# Objectif énoncé 1:
D'après le texte sur le tutoiement entre pilotes de ligne, pourquoi le tutoiement est-il de règle même avec un équipage qu'on ne reverra peut-être jamais ? Répondez en une à trois phrases.
# Objectif énoncé 2:
Selon le texte sur le tutoiement entre pilotes de ligne, à quoi servent les galons sur les uniformes ?
# Objectif énoncé 3:
Relevez dans le texte sur le tutoiement entre pilotes de ligne toutes les qualités de l'atmosphère qu'il est jugé vital de créer pour la durée de la rotation.

Bonjour tout le monde,

Vu que l’on mentionne l’aéronautique ici, je vais apporter quelques points de l’intérieur.

Pilote de ligne moi-même, je vais tacher d’expliquer deux-trois fondamentaux de notre profession. Il n’est bien sur ici aucunement question de donner des leçons à qui que ce soit, mais simplement d’expliquer certains outils que nous appliquons au quotidien dans notre profession. Je vais tacher de structurer mon propos afin de rendre cet article le plus clair et compréhensible possible. Je remercie l’auteur de ce blog pour la tribune qui m’est offerte ici.

Le Tutoiement

Dans notre milieu, le tutoiement est une RÈGLE.

Dans de grandes compagnies aériennes, il n’est pas rare de voler avec un équipage un jour, et de ne plus JAMAIS le recroiser de toute sa carrière. Alors me direz-vous, à quoi bon se tutoyer dès le premier café si aucune relation durable n’est envisagée.

Et bien pour la seule et unique raison que notre évolution de la sécurité aérienne s’est construite sur une abolition pure et simple des barrières hiérarchiques orales. En 30 ans, nous avons réussi à garder une hiérarchie visuelle (les galons sur nos uniformes ne sont pas là pour faire beau, mais pour rappeler à tout moment la place que chacun occupe dans l’équipe), tout en éliminant l’action individuelle. La cohésion, l’esprit d’équipe, encourager l’ensemble des acteurs avec qui nous travaillons à partager leurs opinions, à participer à la détection de l’ERREUR.

Il est donc VITAL de créer une atmosphère de confiance, d’ouverture et d’écoute, d’établir le ton juste pour toute la durée de la rotation. Il est essentiel de créer un environnement psychologique de Sécurité absolue, où il n’y a pas de questions stupides, où chacun a l’obligation de dire les choses lorsqu’une anomalie est détectée, développant ainsi un sentiment de responsabilité partagée par l’ensemble de l’équipage. La question n’étant pas de savoir qui a trouvé la solution, mais de savoir que c’est LA bonne solution. Quel est le projet d’action qui mènera au meilleur résultat ? Comment puis-je m’appuyer sur l’expérience et le vécu de chacun des membres de mon équipage pour établir une stratégie dans un souci permanent de sécurité. Et pour cela, je dois m’assurer dès le premier Bonjour que je mets mes collègues dans cette optique d’ouverture et d’écoute. Et le tutoiement permet d’insuffler ça.

# Informations affichées:
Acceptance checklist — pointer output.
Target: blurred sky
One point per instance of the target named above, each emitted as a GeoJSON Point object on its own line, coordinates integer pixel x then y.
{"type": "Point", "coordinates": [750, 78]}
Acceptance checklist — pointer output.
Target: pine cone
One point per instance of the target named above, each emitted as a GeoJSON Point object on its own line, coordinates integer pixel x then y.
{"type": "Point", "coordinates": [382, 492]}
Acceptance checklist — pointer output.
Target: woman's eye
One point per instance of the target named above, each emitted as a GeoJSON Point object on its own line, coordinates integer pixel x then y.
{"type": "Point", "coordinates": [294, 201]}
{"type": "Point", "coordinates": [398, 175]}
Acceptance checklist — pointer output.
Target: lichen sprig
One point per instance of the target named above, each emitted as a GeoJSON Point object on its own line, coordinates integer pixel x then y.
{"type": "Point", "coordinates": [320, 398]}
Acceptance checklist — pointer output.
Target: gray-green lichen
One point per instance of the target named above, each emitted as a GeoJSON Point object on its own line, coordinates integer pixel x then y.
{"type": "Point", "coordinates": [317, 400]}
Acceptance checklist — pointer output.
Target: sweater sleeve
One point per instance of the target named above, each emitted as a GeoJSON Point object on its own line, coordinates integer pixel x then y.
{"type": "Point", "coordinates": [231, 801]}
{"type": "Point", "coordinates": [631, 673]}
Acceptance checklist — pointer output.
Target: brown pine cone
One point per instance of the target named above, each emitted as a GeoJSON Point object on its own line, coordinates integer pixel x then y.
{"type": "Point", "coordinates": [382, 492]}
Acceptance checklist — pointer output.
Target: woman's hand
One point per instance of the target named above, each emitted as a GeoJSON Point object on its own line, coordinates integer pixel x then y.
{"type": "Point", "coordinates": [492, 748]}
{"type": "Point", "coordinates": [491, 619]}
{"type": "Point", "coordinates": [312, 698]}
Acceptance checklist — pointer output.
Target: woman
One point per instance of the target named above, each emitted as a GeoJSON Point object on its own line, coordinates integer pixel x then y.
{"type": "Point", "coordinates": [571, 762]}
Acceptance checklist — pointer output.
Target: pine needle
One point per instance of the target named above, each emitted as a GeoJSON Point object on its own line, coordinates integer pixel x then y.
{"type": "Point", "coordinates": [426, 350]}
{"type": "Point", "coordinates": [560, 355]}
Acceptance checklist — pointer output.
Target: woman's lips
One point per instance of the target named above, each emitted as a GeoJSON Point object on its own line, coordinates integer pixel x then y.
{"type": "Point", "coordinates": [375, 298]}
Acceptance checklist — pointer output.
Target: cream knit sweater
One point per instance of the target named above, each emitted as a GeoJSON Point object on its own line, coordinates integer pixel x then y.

# Réponse correcte 1:
La sécurité aérienne s'est construite sur l'abolition des barrières hiérarchiques orales. Dès le premier bonjour, il faut donc créer une atmosphère de confiance, d'ouverture et d'écoute où chacun ose signaler une anomalie et participer à la détection de l'erreur. Le tutoiement permet d'insuffler cet état d'esprit.

# Réponse correcte 2:
Ils rappellent à tout moment la place que chacun occupe dans l'équipe.

# Réponse correcte 3:
La confiance, l'ouverture et l'écoute.